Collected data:

Start

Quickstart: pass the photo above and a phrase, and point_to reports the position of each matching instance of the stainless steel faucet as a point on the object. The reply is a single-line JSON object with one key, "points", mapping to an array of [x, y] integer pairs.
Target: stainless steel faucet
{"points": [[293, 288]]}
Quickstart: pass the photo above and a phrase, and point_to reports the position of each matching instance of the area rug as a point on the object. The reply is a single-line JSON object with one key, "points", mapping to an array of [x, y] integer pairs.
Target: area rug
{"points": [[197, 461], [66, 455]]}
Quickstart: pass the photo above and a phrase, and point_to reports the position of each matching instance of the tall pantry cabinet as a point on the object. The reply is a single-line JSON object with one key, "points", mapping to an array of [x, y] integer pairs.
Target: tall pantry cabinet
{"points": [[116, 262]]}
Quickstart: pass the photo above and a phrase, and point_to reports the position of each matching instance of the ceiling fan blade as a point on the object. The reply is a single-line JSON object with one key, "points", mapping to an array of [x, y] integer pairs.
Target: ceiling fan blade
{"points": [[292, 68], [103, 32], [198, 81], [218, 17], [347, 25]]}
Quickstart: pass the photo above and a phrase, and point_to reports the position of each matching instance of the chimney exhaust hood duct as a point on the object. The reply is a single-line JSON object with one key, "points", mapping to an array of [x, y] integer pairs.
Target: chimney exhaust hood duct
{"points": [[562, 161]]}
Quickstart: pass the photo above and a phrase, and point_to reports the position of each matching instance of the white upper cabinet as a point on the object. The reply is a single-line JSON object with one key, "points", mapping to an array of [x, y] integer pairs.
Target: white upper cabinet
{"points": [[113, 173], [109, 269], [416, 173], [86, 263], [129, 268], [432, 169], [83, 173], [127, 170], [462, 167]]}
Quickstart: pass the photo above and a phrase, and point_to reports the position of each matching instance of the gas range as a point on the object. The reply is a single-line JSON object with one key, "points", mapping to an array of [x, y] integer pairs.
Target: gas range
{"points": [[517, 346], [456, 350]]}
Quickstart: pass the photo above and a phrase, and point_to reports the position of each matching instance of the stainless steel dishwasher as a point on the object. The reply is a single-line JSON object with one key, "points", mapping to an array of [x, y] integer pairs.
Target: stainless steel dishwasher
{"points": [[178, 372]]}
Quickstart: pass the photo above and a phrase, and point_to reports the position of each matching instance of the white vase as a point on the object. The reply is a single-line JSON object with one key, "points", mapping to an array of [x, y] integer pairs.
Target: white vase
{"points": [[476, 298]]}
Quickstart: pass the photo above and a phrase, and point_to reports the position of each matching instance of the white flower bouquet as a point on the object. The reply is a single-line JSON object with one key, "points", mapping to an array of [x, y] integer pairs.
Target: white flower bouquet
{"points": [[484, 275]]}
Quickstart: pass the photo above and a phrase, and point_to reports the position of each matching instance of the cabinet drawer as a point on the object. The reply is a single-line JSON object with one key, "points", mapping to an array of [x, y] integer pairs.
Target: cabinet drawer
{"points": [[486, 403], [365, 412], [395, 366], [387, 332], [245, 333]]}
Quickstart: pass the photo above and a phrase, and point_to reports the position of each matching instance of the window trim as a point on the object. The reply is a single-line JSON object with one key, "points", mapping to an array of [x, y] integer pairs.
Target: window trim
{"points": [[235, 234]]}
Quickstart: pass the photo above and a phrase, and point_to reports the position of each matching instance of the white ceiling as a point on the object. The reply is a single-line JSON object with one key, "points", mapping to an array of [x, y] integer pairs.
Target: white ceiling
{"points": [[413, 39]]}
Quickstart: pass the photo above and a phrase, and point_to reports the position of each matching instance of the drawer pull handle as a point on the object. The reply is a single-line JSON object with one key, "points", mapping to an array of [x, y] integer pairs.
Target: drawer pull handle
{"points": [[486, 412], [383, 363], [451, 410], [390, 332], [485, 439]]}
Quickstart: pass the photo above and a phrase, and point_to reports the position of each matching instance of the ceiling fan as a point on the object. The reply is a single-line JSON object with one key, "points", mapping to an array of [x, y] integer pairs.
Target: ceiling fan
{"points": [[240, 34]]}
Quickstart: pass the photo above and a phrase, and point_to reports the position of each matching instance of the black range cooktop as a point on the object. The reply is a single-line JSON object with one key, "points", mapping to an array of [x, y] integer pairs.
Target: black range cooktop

End

What is needed: Render every row above as a numbered list, leaving out any blank lines.

Output of the task:
1. Quickstart: pass the photo above and a phrase, and point_to reports the position of each matching instance of the stainless steel faucet as a point on the object. The reply is a single-line JSON object with one key, "points", mapping to an array of [x, y] integer pairs.
2. Target: stainless steel faucet
3. {"points": [[293, 288]]}
4. Quickstart: pass the photo above and a phrase, and point_to reports the position of each matching instance of the area rug as a point on the object. The reply is a single-line JSON object with one key, "points", mapping to an array of [x, y] integer pairs.
5. Target: area rug
6. {"points": [[197, 461], [66, 455]]}
7. Quickstart: pass the photo above and a phrase, and point_to reports the position of each matching instance of the tall pantry cabinet as a point on the object. The reply is a single-line JSON object with one key, "points", mapping to an array of [x, y] integer pairs.
8. Target: tall pantry cabinet
9. {"points": [[116, 262]]}
10. Quickstart: pass the photo above and a phrase, and point_to reports the position of each matching instance of the ceiling fan blade as a point on the object. The reply is a single-line JSON object with one key, "points", mapping to an array of [x, y] integer pairs.
11. Target: ceiling fan blade
12. {"points": [[292, 68], [103, 32], [198, 81], [218, 17], [347, 25]]}
13. Quickstart: pass the photo above and a phrase, and point_to reports the position of each matching instance of the chimney exhaust hood duct as a point on the object. The reply is a single-line JSON object with one key, "points", mapping to an array of [x, y] integer pairs.
14. Target: chimney exhaust hood duct
15. {"points": [[562, 161]]}
16. Quickstart: pass the photo above and a phrase, and point_to reports the position of each matching instance of the white upper cabinet as a point on the object. The reply is a single-line JSON object with one key, "points", mapping to an array of [x, y] integer pairs.
17. Target: white upper cabinet
18. {"points": [[113, 173], [109, 269], [416, 173], [86, 263], [129, 268], [432, 169], [83, 173], [127, 170], [462, 167]]}
19. Quickstart: pass the photo above and a phrase, and point_to reports the position of each matching instance of the gas range as a point on the object. The reply is a single-line JSON object with one key, "points", mapping to an array of [x, y] integer pairs.
20. Target: gas range
21. {"points": [[517, 346], [456, 350]]}
22. Quickstart: pass the photo above and a phrase, and point_to reports the position of each matching instance of the stainless steel dishwasher as a point on the object. The reply is a single-line JSON object with one key, "points", mapping to an array of [x, y] integer pairs.
23. Target: stainless steel dishwasher
24. {"points": [[178, 372]]}
25. Quickstart: pass the photo above and a phrase, and point_to reports the position of each matching instance of the white vase as a point on the object. The reply is a single-line JSON object with one key, "points", mapping to an array of [x, y] integer pairs.
26. Target: white vase
27. {"points": [[476, 298]]}
28. Quickstart: pass the photo above and a phrase, and point_to reports the position of each matching instance of the white flower bouquet as a point on the object. The reply is a single-line JSON object with one key, "points", mapping to an array of [x, y] integer pairs.
29. Target: white flower bouquet
30. {"points": [[484, 275]]}
31. Quickstart: pass the photo above and a phrase, and point_to reports the position of each matching instance of the cabinet drawer as a point on the object. The reply is a single-line JSON object with one key, "points", mapping to an array of [x, y] integer pairs.
32. Target: cabinet drawer
33. {"points": [[486, 403], [365, 412], [395, 366], [387, 332], [245, 333]]}
34. Quickstart: pass the photo above and a phrase, and point_to reports the position of each matching instance of the window trim as a point on the object. The reply is a single-line JSON object with one key, "points", mapping to an array of [x, y] integer pairs.
35. Target: window trim
36. {"points": [[235, 234]]}
37. Quickstart: pass the photo above and a phrase, and point_to reports the position of each matching instance of the white ceiling as a point on the object. The reply is a single-line JSON object with one key, "points", mapping to an array of [x, y] integer pairs.
38. Target: white ceiling
39. {"points": [[413, 39]]}
40. Quickstart: pass the photo above and a phrase, and point_to reports the position of each matching instance of the drawer pull handle as a point on the object. The reply is a single-line JSON object with one key, "points", mapping to an array of [x, y] integer pairs.
41. Target: drawer pull handle
42. {"points": [[486, 412], [383, 363], [451, 410], [390, 332], [485, 439]]}
43. Quickstart: pass the photo above and a phrase, and point_to reports the position of each matching instance of the ceiling fan as a point on the object. The reply is a single-line JSON object with one key, "points", mapping to an array of [x, y] integer pairs.
44. Target: ceiling fan
45. {"points": [[240, 34]]}
46. Quickstart: pass the photo above and a phrase, and point_to reports the position of each matching instance of the black range cooktop as a point on the object. The reply is a single-line JSON object with one key, "points", mapping to an array of [x, y] integer pairs.
47. Target: black range cooktop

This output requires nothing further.